TAREAS PROPUESTAS:
A – Traduce al inglés esta oración del fragmento sobre Eros: «El deseo sexual, exaltado por la pasión amorosa es carencia.»
B – Por favor, reproduce sin cambios un pasaje del fragmento sobre Eros. Empieza en las palabras «Y este otro» y termina después de «sentidos le ofrecían?».

── FRAGMENTO DE TEXTO

Luc Ferry considera que la idea, el concepto de Eros, se halla en lo esencial en la obra de Platón y que Freud no hará sino repetirlo veintitrés siglos más tarde:

“El deseo sexual, exaltado por la pasión amorosa es carencia. Apela a la consumición del otro. Una vez satisfecho, se hunde en la nada saciada, hasta que vuelve a empezar sin más fin último que la muerte misma. La palabra alemana que utiliza Freud para designar eros encierra esta contradicción, que es de toda vida biológica: Lust, a un tiempo deseo y placer, carencia y satisfacción, porque lo uno no podría existir sin lo otro”[2].

La atracción sexual entre hombre y mujer, varón y hembra, no se basa sólo en la biología, aunque la “ideología de género” en boga y en proceso de convertirse en un nuevo totalitarismo ideológico, niegue la diferencia esencial, natural, entre hombre y mujer (por esa razón, de llegar a publicarse este ensayo podría correr riesgo de asesinato moral y hasta físico). Esa diferencia, no soy experto en el tema, lo digo por mi experiencia, es también psíquica; diría entonces que el hombre y la mujer son seres biosíquicamente distintos, y hasta opuestos. La mayor y mejor demostración de ese aserto la encontramos en el arte: la historia de la poesía, la pintura, la música, la narrativa, abunda en obras que exaltan la pasión amorosa del hombre por la mujer, por ejemplo, estos versos de Luis de Góngora (1561-1627)  que integran sus “Romances”:

“Amadores desdichados, Que seguís milicia tal, Decídme ¿qué buena guía podéis de un ciego sacar?, De un pájaro ¿Qué firmeza?, ¿Qué esperanza de un rapaz?, ¿Qué galardón de un desnudo?, De un tirano ¿qué piedad? Dejadme en paz, Amor tirano. Déjadme en paz. Diez años desperdicié. Los mejores de mi edad, En ser labrador de Amor. A costa de mi caudal. Como aré y sembré, cogí; Aré un alterado mar, Sembré una estéril arena. Cogí vergüenza y afán. Dejádme en paz, Amor tirano, Dejádme en paz. Una torre fabriqué Del viento en la raridad, Mayor que la de Nembrot, Y de confusión igual. Gloria llamaba a la pena, A la cárcel libertad, Miel dulce al amargo acíbar, Principio al fin, bien al mal, Dejádme en paz Amor tirano, Dejádme en paz”.

Y este otro de Garcilaso de la Vega (1503-1536):

“¿Dó están agora aquellos claros ojos que llevaban tras sí como colgada mi ánima por doquier que se volvían?
¿Dó está la blanca mano delicada, llena de vencimientos y despojos que de mis sentidos le ofrecían?
Los cabellos que vían con gran desprecio el oro como a menor tesoro, ¿dónde están?, ¿Adónde el blanco pecho?
¿Dó la columna que al dorado techo con presunción graciosa sostenía?
Aquesto todo agora ya se encierra, por desventura mía, en la fría, dura y desierta tierra. ¿Quién me dixera, Elisa, vida mía, cuando en aqueste valle al fresco viento andábamos cogiendo tiernas flores, que había de ver con largo apartamiento venir el triste y solitario día que diese amargo fin a mis amores?”.

────
── REGISTROS PROPORCIONADOS

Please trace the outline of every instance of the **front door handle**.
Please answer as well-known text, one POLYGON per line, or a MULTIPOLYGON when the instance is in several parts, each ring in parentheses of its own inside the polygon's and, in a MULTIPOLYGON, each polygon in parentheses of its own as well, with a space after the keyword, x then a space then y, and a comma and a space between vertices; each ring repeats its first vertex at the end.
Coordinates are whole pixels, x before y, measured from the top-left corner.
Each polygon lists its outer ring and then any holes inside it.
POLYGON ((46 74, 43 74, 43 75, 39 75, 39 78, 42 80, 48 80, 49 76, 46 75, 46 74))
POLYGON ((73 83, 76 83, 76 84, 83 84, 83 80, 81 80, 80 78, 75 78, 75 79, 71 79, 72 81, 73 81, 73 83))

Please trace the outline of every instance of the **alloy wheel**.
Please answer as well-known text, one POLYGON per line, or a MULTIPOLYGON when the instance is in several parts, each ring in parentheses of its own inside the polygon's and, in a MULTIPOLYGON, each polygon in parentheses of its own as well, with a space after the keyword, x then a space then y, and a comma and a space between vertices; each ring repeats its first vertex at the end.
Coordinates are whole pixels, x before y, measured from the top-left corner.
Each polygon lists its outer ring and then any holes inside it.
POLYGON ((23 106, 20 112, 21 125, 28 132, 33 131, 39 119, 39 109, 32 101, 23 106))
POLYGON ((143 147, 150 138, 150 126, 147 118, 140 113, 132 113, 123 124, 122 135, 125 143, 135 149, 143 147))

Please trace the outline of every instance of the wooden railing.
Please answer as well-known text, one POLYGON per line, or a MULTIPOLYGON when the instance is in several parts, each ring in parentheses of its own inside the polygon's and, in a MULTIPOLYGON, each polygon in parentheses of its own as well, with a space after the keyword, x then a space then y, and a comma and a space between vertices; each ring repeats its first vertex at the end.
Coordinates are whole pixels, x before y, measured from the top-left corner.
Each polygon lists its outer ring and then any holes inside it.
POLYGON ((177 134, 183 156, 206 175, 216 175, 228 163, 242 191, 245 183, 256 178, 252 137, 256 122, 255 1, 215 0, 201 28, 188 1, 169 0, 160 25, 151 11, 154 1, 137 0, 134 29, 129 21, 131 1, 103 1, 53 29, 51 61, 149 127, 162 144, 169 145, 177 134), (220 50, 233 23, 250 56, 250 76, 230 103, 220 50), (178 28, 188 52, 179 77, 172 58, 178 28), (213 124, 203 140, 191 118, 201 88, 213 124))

────

RESPUESTAS POR TAREA:
A – Sexual desire, exalted by amorous passion, is lack.

B –
Y este otro de Garcilaso de la Vega (1503-1536):

“¿Dó están agora aquellos claros ojos que llevaban tras sí como colgada mi ánima por doquier que se volvían?
¿Dó está la blanca mano delicada, llena de vencimientos y despojos que de mis sentidos le ofrecían?